_EXERCISE PROMPT_.
Could the records below please be retyped exactly, with their pictures left out?

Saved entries
________________________

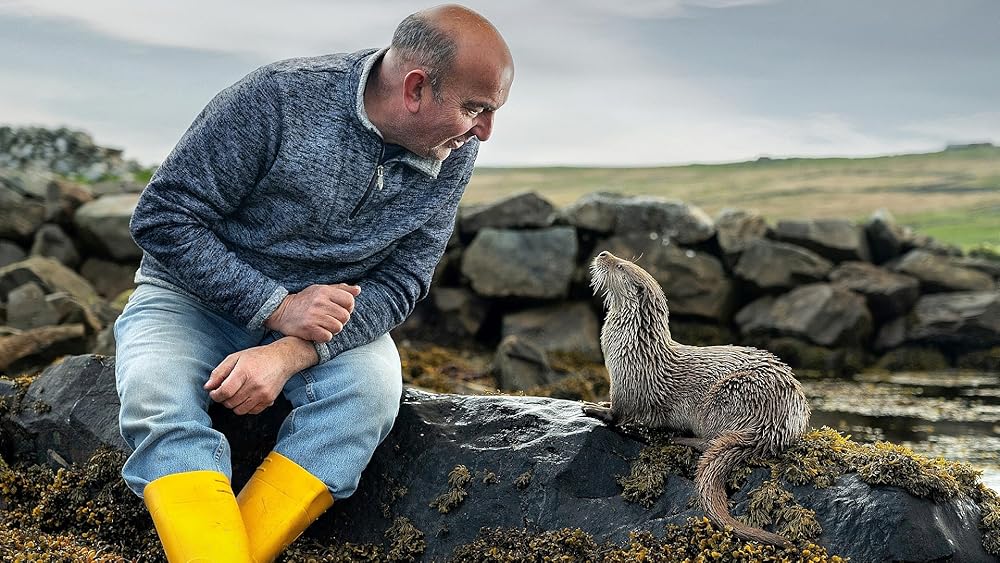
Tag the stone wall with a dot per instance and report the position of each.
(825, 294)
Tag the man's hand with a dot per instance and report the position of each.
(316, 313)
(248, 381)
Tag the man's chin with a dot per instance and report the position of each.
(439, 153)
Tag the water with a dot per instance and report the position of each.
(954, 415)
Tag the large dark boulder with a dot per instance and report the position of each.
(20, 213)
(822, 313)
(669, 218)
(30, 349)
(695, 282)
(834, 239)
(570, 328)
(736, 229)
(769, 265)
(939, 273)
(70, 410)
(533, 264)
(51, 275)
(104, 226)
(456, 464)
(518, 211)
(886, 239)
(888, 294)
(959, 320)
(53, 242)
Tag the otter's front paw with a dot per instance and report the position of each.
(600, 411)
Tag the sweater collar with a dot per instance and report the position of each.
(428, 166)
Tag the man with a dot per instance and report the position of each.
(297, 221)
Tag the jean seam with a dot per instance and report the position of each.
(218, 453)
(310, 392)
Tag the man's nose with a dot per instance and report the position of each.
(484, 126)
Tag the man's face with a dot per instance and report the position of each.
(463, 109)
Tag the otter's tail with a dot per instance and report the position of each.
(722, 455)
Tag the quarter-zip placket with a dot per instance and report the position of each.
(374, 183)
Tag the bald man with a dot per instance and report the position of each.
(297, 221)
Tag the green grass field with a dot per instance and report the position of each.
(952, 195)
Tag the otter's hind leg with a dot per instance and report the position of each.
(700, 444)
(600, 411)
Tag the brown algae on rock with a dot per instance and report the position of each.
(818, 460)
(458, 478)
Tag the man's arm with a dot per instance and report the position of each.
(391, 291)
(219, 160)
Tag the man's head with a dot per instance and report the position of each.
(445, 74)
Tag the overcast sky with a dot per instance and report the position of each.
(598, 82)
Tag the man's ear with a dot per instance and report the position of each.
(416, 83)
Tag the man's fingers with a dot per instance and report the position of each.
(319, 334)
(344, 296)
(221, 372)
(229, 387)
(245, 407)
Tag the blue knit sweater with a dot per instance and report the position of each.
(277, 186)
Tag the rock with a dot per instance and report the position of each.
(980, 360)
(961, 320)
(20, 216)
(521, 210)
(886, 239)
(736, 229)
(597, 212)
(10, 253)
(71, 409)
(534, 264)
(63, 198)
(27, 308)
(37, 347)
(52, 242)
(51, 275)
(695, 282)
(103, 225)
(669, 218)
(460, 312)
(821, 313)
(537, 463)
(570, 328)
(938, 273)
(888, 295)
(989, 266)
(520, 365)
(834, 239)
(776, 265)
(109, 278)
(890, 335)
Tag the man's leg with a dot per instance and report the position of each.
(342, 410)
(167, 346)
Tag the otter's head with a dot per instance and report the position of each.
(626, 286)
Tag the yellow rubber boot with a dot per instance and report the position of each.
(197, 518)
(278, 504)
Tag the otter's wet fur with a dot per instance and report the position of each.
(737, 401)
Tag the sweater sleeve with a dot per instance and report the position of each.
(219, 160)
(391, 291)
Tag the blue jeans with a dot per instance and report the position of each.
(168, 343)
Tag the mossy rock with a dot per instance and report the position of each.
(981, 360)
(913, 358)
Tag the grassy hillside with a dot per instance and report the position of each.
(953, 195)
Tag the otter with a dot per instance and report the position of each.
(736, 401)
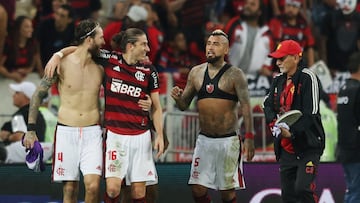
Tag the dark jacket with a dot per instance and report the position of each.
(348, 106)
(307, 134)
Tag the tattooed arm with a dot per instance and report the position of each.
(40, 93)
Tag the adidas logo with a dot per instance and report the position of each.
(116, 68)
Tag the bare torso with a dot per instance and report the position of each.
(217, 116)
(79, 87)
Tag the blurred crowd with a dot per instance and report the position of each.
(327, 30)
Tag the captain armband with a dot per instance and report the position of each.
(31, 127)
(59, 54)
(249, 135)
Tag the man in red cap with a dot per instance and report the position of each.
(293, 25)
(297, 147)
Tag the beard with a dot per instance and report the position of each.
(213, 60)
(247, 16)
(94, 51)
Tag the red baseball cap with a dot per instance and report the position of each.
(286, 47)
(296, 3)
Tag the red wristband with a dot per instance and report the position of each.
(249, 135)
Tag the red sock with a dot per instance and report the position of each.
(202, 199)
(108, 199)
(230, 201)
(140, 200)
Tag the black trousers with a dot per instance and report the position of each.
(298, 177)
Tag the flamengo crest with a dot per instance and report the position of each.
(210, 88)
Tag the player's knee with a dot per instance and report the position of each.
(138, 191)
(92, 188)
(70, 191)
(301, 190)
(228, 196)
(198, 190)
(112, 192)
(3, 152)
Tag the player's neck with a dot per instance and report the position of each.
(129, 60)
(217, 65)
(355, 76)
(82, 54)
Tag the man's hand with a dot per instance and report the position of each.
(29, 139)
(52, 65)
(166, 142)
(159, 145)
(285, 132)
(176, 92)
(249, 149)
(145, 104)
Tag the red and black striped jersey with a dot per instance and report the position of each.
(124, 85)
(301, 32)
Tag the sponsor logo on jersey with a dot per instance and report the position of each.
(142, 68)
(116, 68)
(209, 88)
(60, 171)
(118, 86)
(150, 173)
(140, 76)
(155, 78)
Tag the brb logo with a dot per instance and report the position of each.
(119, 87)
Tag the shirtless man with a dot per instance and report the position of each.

________________________

_TASK OUTPUT_.
Tag the stone wall with a dot per instance and report the position of each.
(825, 294)
Tag the man's hand with a dot per instance and report the position of each.
(316, 313)
(248, 381)
Tag the man's chin with a dot per instance and report the position of each.
(439, 153)
Tag the water with a dot per instance and report the position of each.
(954, 415)
Tag the large dark boulder with a dot per instance and report the position of each.
(20, 213)
(822, 313)
(669, 218)
(30, 349)
(695, 282)
(834, 239)
(570, 328)
(736, 229)
(769, 265)
(939, 273)
(70, 410)
(533, 264)
(51, 275)
(104, 226)
(456, 464)
(518, 211)
(886, 239)
(888, 294)
(959, 320)
(53, 242)
Tag the otter's front paw with a dot per instance and report the position of each.
(600, 411)
Tag the sweater collar with a dot per instance and report the position of each.
(428, 166)
Tag the man with a dot per instance and report the position of each.
(297, 221)
Tag the jean seam with a dot per instance and report the position of each.
(218, 453)
(310, 392)
Tag the man's nose with a dot per instance and report the position of each.
(484, 126)
Tag the man's face with a dot per instance and report the position of each.
(463, 109)
Tag the otter's tail with a dot per instance and report the position of each.
(722, 455)
Tag the quarter-zip placket with a dot per instance and report the position of each.
(374, 183)
Tag the bald man with a dot per instance and report the position of each.
(297, 221)
Tag the green grass field with a dot per instance and report the position of each.
(952, 195)
Tag the otter's hind leg with a dot per instance and report the position of each.
(700, 444)
(600, 411)
Tag the brown algae on rock with a dot per instance and report the position of each.
(818, 460)
(458, 478)
Tag the man's arm with a dot per instance and report the position of each.
(391, 291)
(219, 160)
Tag the man's head with a dot per instance and report the position of each.
(445, 74)
Tag the overcast sky with a dot per instance and report the position of each.
(598, 82)
Tag the man's ear with a dot per instance and report the position of each.
(416, 83)
Tag the man's fingers with a dot per instance and report the position of each.
(319, 334)
(344, 296)
(221, 372)
(229, 387)
(245, 407)
Tag the blue knit sweater with a dot per instance and report the position of each.
(277, 186)
Tag the rock with a dot per instance and report the position of each.
(980, 360)
(961, 320)
(20, 216)
(521, 210)
(886, 239)
(736, 229)
(597, 212)
(10, 253)
(71, 409)
(534, 264)
(63, 198)
(27, 308)
(37, 347)
(52, 242)
(51, 275)
(695, 282)
(103, 225)
(669, 218)
(460, 312)
(821, 313)
(537, 463)
(570, 328)
(938, 273)
(888, 295)
(989, 266)
(520, 365)
(834, 239)
(776, 265)
(109, 278)
(890, 335)
Tag the man's leg with a dot per instance and report the position of each.
(342, 410)
(167, 346)
Tag the otter's head with a dot per instance and report the position of each.
(626, 286)
Tag the yellow rubber boot with a dot per instance and report the position of each.
(197, 518)
(278, 504)
Tag the otter's wet fur with a dot per instance and report the position of each.
(737, 401)
Tag the sweater sleeve with a dot per instance and report the position of each.
(219, 160)
(391, 291)
Tag the blue jeans with a dot per instance and report the position of each.
(168, 343)
Tag the mossy rock with a dot per instance and report the position of each.
(981, 360)
(913, 358)
Tag the grassy hillside with a dot per instance and report the position of each.
(953, 195)
Tag the otter with a dot per instance and report the position of each.
(736, 401)
Tag the dark jacket with a dot per instance and report the position of each.
(348, 106)
(307, 134)
Tag the tattooed arm with a dot per instance and report the position of each.
(40, 93)
Tag the adidas logo with a dot per instance and report the position of each.
(116, 68)
Tag the bare torso with a dot per instance and report the position of each.
(217, 116)
(79, 87)
Tag the blurred crowd with a dot per instance and report the position of each.
(327, 30)
Tag the captain armband with a dot per instance and report the position of each.
(31, 127)
(59, 54)
(249, 135)
Tag the man in red cap with a dot per instance and report the position of each.
(293, 25)
(297, 147)
Tag the beard with a dot per instance and report the position of each.
(213, 60)
(247, 16)
(94, 51)
Tag the red baseball cap with a dot per instance and report the position of each.
(286, 47)
(296, 3)
Tag the red wristband with a dot per instance and report the position of each.
(249, 135)
Tag the red sock with a dot per instance and report the position of each.
(202, 199)
(108, 199)
(230, 201)
(140, 200)
Tag the black trousers with a dot per instance and report the position of each.
(298, 177)
Tag the flamengo crest with a dot per instance and report the position of each.
(210, 88)
Tag the player's knee with a dot per instance and report the position of each.
(138, 191)
(92, 188)
(70, 191)
(301, 190)
(228, 196)
(198, 190)
(112, 192)
(3, 152)
Tag the player's neck with a dot per instance and report the position of each.
(129, 60)
(217, 65)
(355, 76)
(82, 54)
Tag the man's hand with a dot per instance and report the position of each.
(29, 139)
(52, 65)
(166, 142)
(159, 145)
(285, 132)
(176, 92)
(249, 149)
(145, 104)
Tag the red and black striped jersey with a dot per instance and report the position of each.
(124, 85)
(301, 32)
Tag the sponsor logo on jersey with a dot per instance and report the position of each.
(142, 68)
(116, 68)
(209, 88)
(60, 171)
(118, 86)
(150, 173)
(140, 76)
(155, 78)
Tag the brb logo with a dot per instance and report the position of each.
(119, 87)
Tag the shirtless man with a dot per instance and report the position of each.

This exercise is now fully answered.